[Excerpts from point annotation data]
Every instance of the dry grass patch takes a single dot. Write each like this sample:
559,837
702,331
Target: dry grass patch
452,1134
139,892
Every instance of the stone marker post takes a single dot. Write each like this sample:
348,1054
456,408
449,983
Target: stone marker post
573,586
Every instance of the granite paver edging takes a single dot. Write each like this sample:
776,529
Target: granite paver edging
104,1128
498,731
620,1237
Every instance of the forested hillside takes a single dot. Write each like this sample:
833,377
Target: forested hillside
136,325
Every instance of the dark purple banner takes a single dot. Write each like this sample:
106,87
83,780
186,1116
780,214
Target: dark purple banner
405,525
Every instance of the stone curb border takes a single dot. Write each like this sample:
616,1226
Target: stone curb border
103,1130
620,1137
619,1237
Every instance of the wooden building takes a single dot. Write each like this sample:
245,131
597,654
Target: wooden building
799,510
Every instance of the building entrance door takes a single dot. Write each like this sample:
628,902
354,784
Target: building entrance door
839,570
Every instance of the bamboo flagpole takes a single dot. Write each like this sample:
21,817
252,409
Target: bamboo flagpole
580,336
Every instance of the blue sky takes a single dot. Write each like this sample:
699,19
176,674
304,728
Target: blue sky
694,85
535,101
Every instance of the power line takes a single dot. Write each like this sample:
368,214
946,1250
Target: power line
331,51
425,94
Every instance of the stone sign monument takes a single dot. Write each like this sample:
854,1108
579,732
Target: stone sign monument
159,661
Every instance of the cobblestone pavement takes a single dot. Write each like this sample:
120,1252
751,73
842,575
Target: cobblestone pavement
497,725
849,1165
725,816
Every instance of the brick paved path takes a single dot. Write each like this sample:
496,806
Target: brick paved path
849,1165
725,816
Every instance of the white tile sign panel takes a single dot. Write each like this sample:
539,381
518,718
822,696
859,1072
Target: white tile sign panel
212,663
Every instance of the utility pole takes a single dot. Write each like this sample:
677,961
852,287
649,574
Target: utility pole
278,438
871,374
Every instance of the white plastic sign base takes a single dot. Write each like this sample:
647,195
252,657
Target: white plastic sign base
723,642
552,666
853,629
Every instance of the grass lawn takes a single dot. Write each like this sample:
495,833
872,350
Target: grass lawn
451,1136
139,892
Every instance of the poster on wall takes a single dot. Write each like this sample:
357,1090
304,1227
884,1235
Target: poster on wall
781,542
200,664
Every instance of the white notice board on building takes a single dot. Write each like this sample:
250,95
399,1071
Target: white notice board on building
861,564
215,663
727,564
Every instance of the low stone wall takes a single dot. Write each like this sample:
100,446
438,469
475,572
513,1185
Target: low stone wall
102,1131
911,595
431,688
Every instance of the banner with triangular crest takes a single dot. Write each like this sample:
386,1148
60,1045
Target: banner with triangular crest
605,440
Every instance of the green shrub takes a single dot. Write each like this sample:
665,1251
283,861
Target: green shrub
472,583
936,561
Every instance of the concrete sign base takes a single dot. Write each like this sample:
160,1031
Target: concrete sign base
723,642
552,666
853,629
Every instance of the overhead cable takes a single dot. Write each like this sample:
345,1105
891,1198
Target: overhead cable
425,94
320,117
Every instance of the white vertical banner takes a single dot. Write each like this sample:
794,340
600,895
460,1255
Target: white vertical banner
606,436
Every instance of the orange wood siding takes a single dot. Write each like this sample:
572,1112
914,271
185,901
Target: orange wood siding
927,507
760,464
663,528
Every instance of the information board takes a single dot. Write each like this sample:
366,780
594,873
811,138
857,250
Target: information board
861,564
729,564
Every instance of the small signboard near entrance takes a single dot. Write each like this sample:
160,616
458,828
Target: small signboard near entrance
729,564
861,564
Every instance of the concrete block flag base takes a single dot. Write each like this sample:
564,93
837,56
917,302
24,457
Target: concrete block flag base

EXERCISE DESCRIPTION: Quote all the records. Keep every word exact.

RESULT FOR THIS EXERCISE:
Every instance of the dry grass patch takes a single dot. Write each like this sample:
559,837
702,331
Target: dry grass patch
452,1134
139,892
Every instance of the stone marker post takes a single dot. Write each like this sample:
348,1054
456,408
449,983
Target: stone marker post
573,586
Every instance of the granite paver edging takes a single dot. Write each like this sample:
776,529
Target: granite paver edging
104,1128
498,731
620,1237
Every instance of the forested hillside takes a single dot. Write each like this sample:
833,377
Target: forested hillside
136,325
Every instance of the dark purple banner takes a single dot. Write each like this sample:
106,87
83,780
186,1116
780,214
Target: dark purple banner
405,525
Every instance of the stone curb border takes a single dot. Write each like this sample:
616,1226
Target: stone curb border
103,1130
620,1137
619,1237
Every instance of the wooden building takes a single dot. Write each like this sample:
245,131
597,654
Target: wooden building
799,510
Every instance of the building entrance door takes a single dot. Write each like this sample:
628,902
354,784
Target: building entrance door
839,570
Every instance of the bamboo flagpole takes a single dot. Write each like this sample:
21,817
252,409
Target: bamboo flagpole
580,336
Every instance of the blue sky takes a single dot. Write each like this sample:
699,19
176,674
304,728
Target: blue sky
694,85
535,101
Every instance of the power line takes a single dot. Write each like this sample:
368,214
946,1250
Target: power line
331,51
425,94
Every instance of the stone sign monument takes a single dot. Write each like this sample:
854,1108
579,732
Target: stone sign monument
159,661
Every instance of the cobblestone pavement takes a single dot. Write each like this sample:
120,1252
751,73
842,575
Target: cobblestone pavement
497,725
849,1165
725,816
Every instance of the brick paved path takes a single dot. Write each like this sample:
496,806
Target: brick paved path
849,1165
725,816
Every instance of the white tile sign panel takes a single dot. Write each like this sample:
539,381
518,718
822,696
859,1072
Target: white tile sign panel
212,663
Every instance of the utility pole takes a single dot. Write each like this sample:
677,961
852,287
649,574
Target: utility pole
278,438
871,374
Every instance of the white plastic sign base takes a single dot. Write each like this sample:
647,195
252,657
Target: white plastic sign base
723,642
552,666
853,629
Every instance of the grass lawn takes a single dot. Write each like this sample:
495,833
872,350
Target: grass lawn
451,1136
139,892
Every instance of the poster on wall takes a single dot. Write each like this sample:
357,1090
304,1227
884,1235
Target: poster on wall
781,542
200,664
Every instance of the white notice board on building takes a single dot. Write each like this sample:
250,95
399,1071
Target: white notice board on building
861,564
215,663
727,564
Every instance of the low stone wall takes a single dot. Write each like this sample:
100,446
438,469
475,572
513,1185
Target: low stone wall
102,1131
911,595
431,688
Every instance of the banner with triangular crest takes a single dot. Write each like this sample:
386,1148
60,1045
Target: banner with triangular crest
605,440
Every instance of the green shrub takes a single dot. Write each like this sample:
665,1251
283,861
Target: green shrub
472,583
936,561
Every instance of the concrete sign base takes a single dot. Write each like this sample:
160,1031
Target: concrete sign base
723,642
552,666
853,629
Every instance of the overhead cable takes a single dot. Write each like this sample:
345,1105
891,1198
Target: overhead cable
425,94
320,117
Every instance of the white vertical banner takes a single dot. Write each like this sample:
794,340
600,895
460,1255
Target: white vertical banner
606,436
Every instance of the orange wood siding takes a single dot. Write each like this sample:
572,1112
914,271
185,901
Target: orange wood siding
927,507
760,464
663,528
Every instance of the information board takes a single dot. Write each like this sample:
366,780
594,873
811,138
857,250
Target: information board
861,564
729,564
Every instance of the small signboard near entrance takes a single dot. Write each like this sample:
160,616
458,828
Target: small signboard near entrance
729,564
861,564
Every instance of the concrete block flag base takes a single dot. Write each like this sample:
564,93
837,56
917,302
24,457
Target: concrete block flag base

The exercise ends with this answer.